Your objective:
For every line below, set down an identical copy.

Exercise inputs:
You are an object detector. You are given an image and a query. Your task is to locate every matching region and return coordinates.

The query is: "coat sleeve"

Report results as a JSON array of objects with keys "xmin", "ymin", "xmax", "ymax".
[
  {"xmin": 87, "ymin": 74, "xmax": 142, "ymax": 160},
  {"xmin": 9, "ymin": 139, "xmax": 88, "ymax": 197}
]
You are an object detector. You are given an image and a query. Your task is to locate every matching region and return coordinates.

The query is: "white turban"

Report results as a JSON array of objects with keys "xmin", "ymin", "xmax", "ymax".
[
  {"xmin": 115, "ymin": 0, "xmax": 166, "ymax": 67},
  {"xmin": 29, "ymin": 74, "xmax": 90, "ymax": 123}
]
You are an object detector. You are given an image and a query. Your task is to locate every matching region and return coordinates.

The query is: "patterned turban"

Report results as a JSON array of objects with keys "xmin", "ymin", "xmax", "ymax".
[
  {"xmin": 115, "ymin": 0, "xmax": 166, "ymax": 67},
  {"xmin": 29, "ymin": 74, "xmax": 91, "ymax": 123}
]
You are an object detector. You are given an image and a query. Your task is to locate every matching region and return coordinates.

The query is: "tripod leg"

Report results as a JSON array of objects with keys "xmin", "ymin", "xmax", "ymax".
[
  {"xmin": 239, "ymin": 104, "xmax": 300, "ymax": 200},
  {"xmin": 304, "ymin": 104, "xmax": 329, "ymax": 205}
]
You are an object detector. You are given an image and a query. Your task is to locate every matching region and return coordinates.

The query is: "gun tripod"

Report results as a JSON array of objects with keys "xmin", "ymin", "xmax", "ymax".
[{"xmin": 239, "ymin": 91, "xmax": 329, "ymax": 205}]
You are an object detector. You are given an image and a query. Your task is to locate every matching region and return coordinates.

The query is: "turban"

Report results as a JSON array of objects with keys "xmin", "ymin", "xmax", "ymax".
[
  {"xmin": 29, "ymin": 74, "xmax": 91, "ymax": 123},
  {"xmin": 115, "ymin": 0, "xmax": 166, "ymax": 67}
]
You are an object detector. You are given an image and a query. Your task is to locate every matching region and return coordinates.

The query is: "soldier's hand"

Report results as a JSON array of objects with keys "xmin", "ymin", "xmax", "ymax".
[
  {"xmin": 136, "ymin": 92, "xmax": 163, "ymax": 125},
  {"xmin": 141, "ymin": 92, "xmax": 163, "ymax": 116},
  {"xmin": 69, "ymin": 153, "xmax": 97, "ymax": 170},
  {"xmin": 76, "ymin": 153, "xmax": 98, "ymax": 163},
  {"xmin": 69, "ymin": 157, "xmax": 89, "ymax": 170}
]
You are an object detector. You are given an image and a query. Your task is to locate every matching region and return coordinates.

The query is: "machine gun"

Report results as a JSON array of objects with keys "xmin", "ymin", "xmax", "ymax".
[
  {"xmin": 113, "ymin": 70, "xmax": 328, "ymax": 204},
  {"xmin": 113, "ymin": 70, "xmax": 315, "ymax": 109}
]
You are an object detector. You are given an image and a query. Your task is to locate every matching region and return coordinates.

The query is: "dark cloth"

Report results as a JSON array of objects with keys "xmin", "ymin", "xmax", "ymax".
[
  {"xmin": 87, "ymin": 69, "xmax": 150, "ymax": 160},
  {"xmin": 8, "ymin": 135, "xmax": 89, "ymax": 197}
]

Solution to the problem:
You are an object detector. You are given an image and a query. Your task is to locate every matching region and return coordinates.

The query is: "coat sleeve"

Report results as a JSON array of objects with keys "xmin", "ymin", "xmax", "ymax".
[
  {"xmin": 87, "ymin": 74, "xmax": 142, "ymax": 160},
  {"xmin": 9, "ymin": 139, "xmax": 88, "ymax": 197}
]
You are an object detector. You are given an image and a query. Your task is to locate every matching region and return coordinates.

The query is: "white turban"

Report results as a JSON array of objects with keys "xmin", "ymin", "xmax", "ymax".
[
  {"xmin": 115, "ymin": 0, "xmax": 166, "ymax": 67},
  {"xmin": 29, "ymin": 74, "xmax": 90, "ymax": 123}
]
You are an object detector. You are given an image and a query. Your task is to locate every matching region and return coordinates.

The query is: "patterned turban"

Report results as a JSON array of objects with keys "xmin", "ymin", "xmax", "ymax".
[
  {"xmin": 115, "ymin": 0, "xmax": 166, "ymax": 67},
  {"xmin": 29, "ymin": 74, "xmax": 91, "ymax": 123}
]
You are an object detector. You are given an image and a query. Your task is to locate every matching region and return coordinates.

The query is: "tripod leg"

Report results as a JSON array of objects with keys "xmin", "ymin", "xmax", "ymax".
[
  {"xmin": 239, "ymin": 104, "xmax": 300, "ymax": 200},
  {"xmin": 304, "ymin": 104, "xmax": 329, "ymax": 205}
]
You are an object detector. You are given an image and a query. Your task is to locate every matching region and return coordinates.

The query is: "gun tripod"

Report results as a JSON array of objects with keys "xmin", "ymin", "xmax", "ymax".
[{"xmin": 239, "ymin": 91, "xmax": 329, "ymax": 205}]
You are an object detector. You are given an image and a query. Your task is to locate every matching region and return coordinates.

The query is: "turban"

Report results as a JSON array of objects with keys "xmin", "ymin", "xmax", "ymax".
[
  {"xmin": 29, "ymin": 74, "xmax": 91, "ymax": 123},
  {"xmin": 115, "ymin": 0, "xmax": 166, "ymax": 67}
]
You are an object detector. You are given an image and a query. Your task is to locate every matching region and return coordinates.

The query is: "soldier's hand"

Report results as a JSON array of objects with keys "xmin", "ymin", "xmax", "ymax".
[
  {"xmin": 136, "ymin": 92, "xmax": 163, "ymax": 125},
  {"xmin": 141, "ymin": 92, "xmax": 163, "ymax": 116},
  {"xmin": 69, "ymin": 153, "xmax": 97, "ymax": 170},
  {"xmin": 76, "ymin": 153, "xmax": 98, "ymax": 163},
  {"xmin": 69, "ymin": 157, "xmax": 89, "ymax": 170}
]
You are an object detector. You are given an image and a query. Your task is to locate every matching region and return coordinates.

The query is: "machine gun"

Report results as a JSON array of objects with keys "xmin", "ymin", "xmax", "ymax".
[
  {"xmin": 113, "ymin": 70, "xmax": 328, "ymax": 204},
  {"xmin": 113, "ymin": 70, "xmax": 315, "ymax": 109}
]
You are an object detector. You are given an image and a query. Your task is to locate every matching region and return coordinates.

The query is: "dark cloth"

Report results as a JSON array of objects with keys "xmin", "ymin", "xmax", "ymax".
[
  {"xmin": 87, "ymin": 69, "xmax": 150, "ymax": 160},
  {"xmin": 8, "ymin": 135, "xmax": 89, "ymax": 197}
]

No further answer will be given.